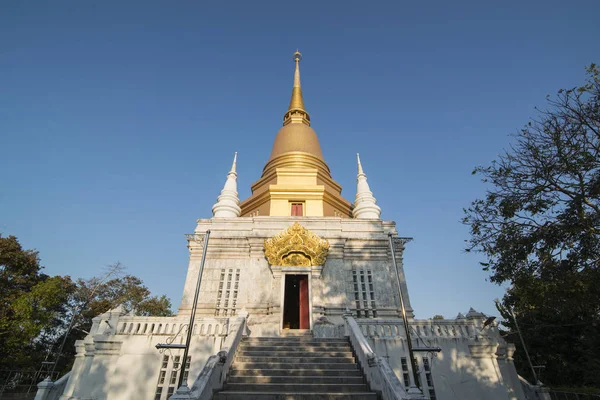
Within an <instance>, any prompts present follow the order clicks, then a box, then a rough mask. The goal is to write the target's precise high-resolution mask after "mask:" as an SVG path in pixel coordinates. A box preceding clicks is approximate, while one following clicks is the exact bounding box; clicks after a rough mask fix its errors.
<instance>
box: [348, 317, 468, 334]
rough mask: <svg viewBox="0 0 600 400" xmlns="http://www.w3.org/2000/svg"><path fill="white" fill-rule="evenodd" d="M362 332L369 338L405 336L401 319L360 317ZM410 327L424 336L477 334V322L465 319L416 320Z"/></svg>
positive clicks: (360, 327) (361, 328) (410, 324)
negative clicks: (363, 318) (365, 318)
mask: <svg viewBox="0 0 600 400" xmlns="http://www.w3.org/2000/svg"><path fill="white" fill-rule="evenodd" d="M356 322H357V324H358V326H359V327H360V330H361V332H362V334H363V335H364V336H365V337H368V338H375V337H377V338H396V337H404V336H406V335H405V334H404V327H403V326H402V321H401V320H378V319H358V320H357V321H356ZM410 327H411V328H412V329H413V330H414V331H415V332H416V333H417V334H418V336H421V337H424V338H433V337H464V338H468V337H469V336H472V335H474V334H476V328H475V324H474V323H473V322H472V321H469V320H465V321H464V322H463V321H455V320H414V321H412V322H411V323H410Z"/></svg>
============
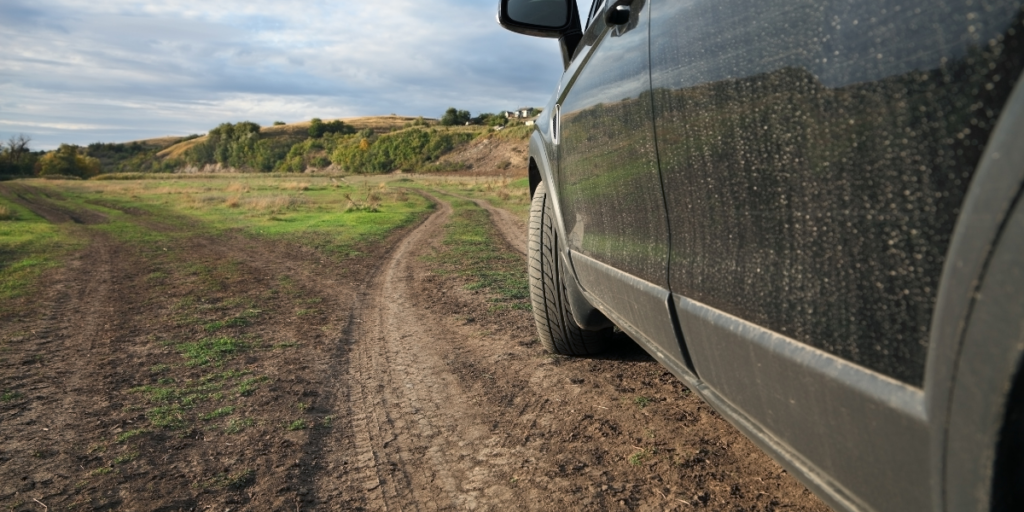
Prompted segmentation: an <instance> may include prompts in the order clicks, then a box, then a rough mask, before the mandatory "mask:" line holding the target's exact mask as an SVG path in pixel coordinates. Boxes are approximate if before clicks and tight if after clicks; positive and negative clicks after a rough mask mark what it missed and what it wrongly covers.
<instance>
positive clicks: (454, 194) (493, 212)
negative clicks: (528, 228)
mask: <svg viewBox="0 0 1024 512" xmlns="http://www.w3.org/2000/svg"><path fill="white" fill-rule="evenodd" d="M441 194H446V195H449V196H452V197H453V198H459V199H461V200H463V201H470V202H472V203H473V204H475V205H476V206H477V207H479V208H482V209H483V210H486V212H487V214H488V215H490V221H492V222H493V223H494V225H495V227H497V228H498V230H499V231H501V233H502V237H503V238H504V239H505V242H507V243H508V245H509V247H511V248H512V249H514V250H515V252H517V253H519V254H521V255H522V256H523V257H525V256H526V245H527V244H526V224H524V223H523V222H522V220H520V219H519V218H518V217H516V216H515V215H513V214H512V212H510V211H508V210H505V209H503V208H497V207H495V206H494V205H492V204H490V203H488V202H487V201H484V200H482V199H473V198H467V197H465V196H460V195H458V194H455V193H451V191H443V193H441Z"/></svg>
============
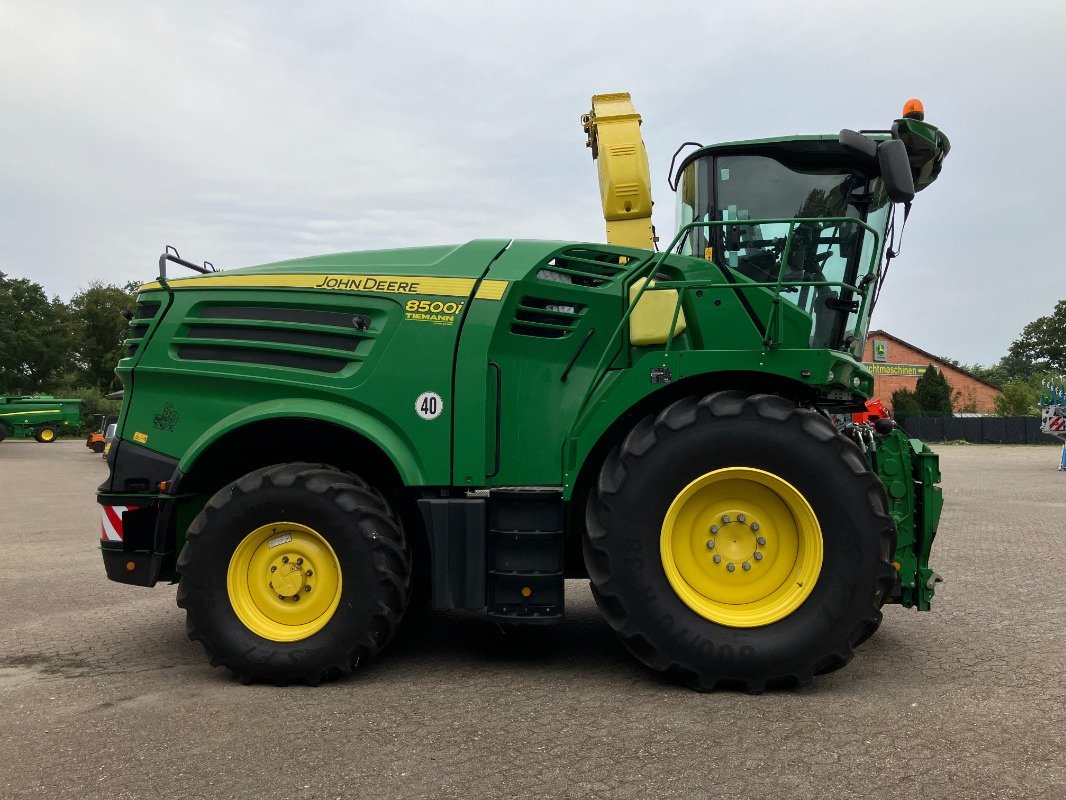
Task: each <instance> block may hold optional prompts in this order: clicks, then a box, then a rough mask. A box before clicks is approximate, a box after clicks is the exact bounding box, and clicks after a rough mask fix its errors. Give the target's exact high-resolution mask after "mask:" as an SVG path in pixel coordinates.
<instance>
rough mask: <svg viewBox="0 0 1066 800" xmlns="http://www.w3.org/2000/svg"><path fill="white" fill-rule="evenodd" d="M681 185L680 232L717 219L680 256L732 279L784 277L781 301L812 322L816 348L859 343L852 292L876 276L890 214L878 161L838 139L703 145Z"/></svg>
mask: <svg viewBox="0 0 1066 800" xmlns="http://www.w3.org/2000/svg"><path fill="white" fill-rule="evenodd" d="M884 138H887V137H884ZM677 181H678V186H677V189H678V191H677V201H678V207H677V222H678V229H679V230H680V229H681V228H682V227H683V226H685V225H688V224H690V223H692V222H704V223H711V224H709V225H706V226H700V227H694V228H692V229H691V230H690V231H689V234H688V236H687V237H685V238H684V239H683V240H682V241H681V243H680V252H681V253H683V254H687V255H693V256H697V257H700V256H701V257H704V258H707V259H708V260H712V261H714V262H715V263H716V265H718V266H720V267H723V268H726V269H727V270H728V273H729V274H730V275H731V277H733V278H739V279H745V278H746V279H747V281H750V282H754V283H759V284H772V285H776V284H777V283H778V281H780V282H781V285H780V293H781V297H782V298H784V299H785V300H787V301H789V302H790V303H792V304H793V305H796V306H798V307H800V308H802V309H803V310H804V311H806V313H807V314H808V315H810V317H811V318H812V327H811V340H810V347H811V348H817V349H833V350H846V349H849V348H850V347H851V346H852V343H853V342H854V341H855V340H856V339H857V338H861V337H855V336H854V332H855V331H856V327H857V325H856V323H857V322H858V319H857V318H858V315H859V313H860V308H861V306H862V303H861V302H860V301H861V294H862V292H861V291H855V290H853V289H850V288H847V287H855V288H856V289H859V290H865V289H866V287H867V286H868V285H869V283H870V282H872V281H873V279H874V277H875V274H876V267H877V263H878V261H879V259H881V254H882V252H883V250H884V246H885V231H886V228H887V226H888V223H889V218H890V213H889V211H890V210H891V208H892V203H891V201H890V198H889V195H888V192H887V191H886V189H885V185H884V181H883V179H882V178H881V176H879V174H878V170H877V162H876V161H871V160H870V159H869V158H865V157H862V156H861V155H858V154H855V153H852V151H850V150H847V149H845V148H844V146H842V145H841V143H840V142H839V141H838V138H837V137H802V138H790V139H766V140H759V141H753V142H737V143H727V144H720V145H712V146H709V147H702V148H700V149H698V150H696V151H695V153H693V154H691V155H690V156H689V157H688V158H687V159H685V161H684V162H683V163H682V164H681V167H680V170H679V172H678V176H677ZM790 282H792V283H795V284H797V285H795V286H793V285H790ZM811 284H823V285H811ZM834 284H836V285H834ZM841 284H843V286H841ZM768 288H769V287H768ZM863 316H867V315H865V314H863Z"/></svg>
============
**TRY IT:** Filter the data for the string "resolution". Copy each matching line.

**COMPLETED EXERCISE:**
Within an <instance>, any prompts present follow the order clicks, then a box, then a rough mask. The goal is to write the target's precise high-resolution mask after "mask:" as an SVG path in pixel coordinates. A box preceding clicks is approximate, while one following clicks is the exact bounding box; clicks after a rough mask fix its errors.
Task: each <instance> block may hold optional prompts in this order: clicks, then a box, then a rough mask. A box before clicks is approximate, a box after clicks is the exact bounding box, and clicks after a rough mask fix its errors. Give the target's exact high-resolution mask after "mask:" as an SVG path in pixel coordinates.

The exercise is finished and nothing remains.